- **What you need to do**
Keep the pictures out of the copy and repeat the records exactly.

- **Records**
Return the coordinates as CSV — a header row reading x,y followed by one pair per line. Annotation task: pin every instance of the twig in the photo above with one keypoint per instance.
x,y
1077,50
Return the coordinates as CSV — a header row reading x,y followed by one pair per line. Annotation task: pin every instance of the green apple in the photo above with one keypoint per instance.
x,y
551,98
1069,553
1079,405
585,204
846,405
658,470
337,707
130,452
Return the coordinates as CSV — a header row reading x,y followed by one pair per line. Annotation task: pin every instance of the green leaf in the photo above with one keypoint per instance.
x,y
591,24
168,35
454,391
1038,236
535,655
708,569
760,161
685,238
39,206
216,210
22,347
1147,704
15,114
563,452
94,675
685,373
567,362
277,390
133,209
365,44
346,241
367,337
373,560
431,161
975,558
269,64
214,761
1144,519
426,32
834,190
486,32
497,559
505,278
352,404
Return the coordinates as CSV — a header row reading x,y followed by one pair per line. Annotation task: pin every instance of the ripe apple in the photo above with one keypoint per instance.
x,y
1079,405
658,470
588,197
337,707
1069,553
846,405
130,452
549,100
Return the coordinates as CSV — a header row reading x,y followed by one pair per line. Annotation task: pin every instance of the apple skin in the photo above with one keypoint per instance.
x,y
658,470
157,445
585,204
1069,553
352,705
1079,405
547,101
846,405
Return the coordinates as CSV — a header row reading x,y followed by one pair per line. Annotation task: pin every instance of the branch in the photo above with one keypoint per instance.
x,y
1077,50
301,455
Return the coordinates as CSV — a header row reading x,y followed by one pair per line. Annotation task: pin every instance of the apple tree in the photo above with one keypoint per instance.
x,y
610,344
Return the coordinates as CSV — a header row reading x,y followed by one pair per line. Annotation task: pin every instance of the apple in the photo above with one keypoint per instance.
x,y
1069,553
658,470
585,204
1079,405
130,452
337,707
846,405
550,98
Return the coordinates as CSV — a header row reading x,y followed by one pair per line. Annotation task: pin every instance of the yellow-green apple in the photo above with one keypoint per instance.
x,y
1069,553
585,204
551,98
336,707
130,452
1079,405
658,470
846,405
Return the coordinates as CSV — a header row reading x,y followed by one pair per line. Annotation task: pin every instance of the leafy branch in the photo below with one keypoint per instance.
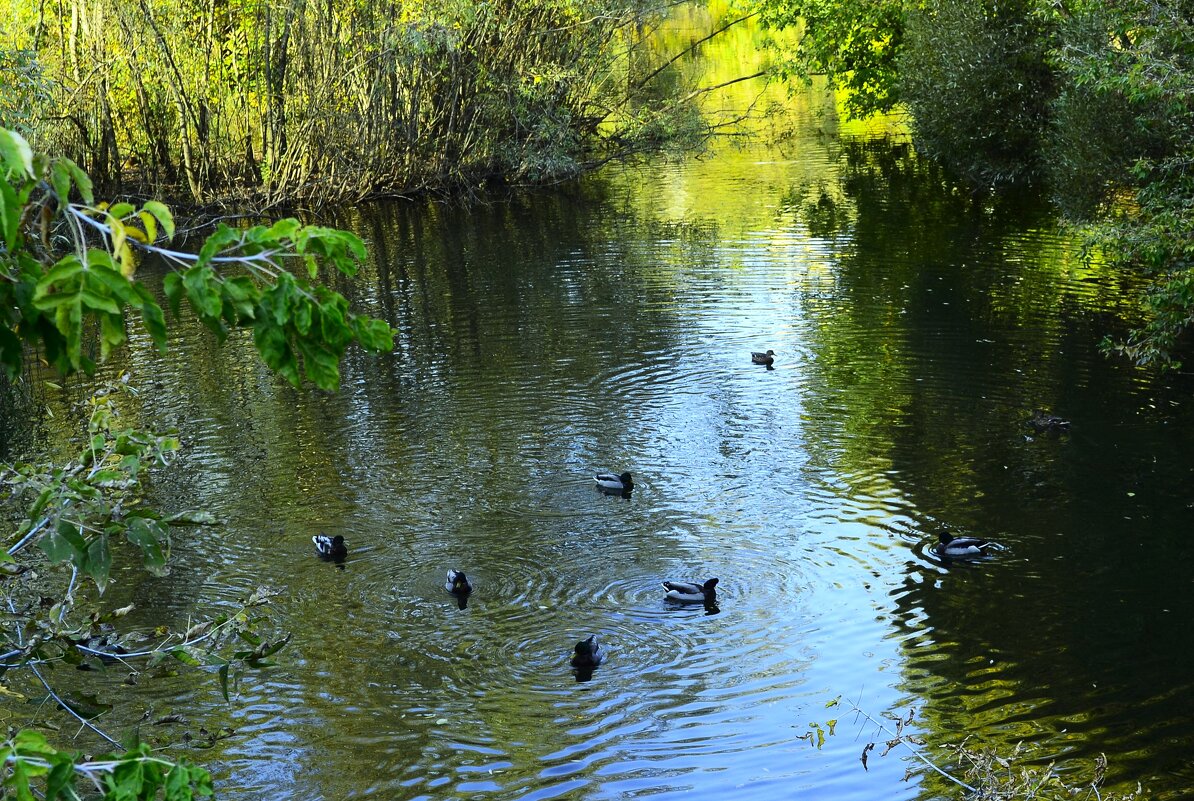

- **The response**
Return the coordinates as CSV — a header row reading x,y followed by one pair per line. Annotation task: pin every instance of the twig in the photo above with one keypoint per instance.
x,y
1077,50
Return the coordinates as CSV — a header row reading x,y followed by one pair per line. Annotation task: pin every instance of the green apple in the photo above with one keypoint per instance.
x,y
551,98
1069,553
1079,405
585,204
846,405
658,470
337,707
130,452
Return the coordinates as CSV — a header row reading x,y followed by one pair per line. Annotation task: pin every instance of the green leaf in the photo above with one keypoint per instance.
x,y
591,24
168,35
454,391
1038,236
535,655
708,569
760,161
685,238
39,206
216,210
22,347
1147,704
15,114
563,452
94,675
685,373
567,362
277,390
133,209
365,44
346,241
367,337
373,560
431,161
975,558
269,64
214,761
1144,519
426,32
834,190
486,32
497,559
505,278
352,404
Return the coordinates as CSV — a header row reading x,y followed by one pair per line. Annotation task: pin every instance of the ripe apple in the photo above with one keypoint per instance.
x,y
1079,405
658,470
588,197
337,707
1069,553
846,405
130,452
549,100
Return the coordinates as CSV — a header row reading x,y followed by one pair per line. Annotation task: pin every instance of the apple skin in the photo above with one keypoint per instance.
x,y
658,470
157,445
585,204
1069,553
352,705
1079,405
547,101
846,405
Return the coordinates as CSV — a header row reading x,y followed by one pair per line. Annotation task: pin every instance of the branch in the photo above with one keypoint per instance.
x,y
1077,50
301,455
Return the coordinates as CSV — a header row reading x,y followed by one pair per line. Annotation task: pin every instance of the apple tree in the photo above with one keypoint per instance.
x,y
610,344
Return the coordinates as CSV — a header row reading x,y followed by one pair per line. Annotation task: pin every instance of the apple in the photo above with one keypoint per instance.
x,y
1069,553
658,470
585,204
1079,405
130,452
337,707
846,405
550,98
Return the coordinates as CSV — a header row reading x,y followed by one pair per line. Annotation task: pin every instance of the yellow-green apple in the photo above with one keypoint per instance.
x,y
1069,553
585,204
551,98
336,707
130,452
1079,405
658,470
846,405
Return the coordinates as CSV — a header row reading x,y followed by one pair per line. Annotation task: pin every instance of the leafy branch in the photo below with one keypoint per instance.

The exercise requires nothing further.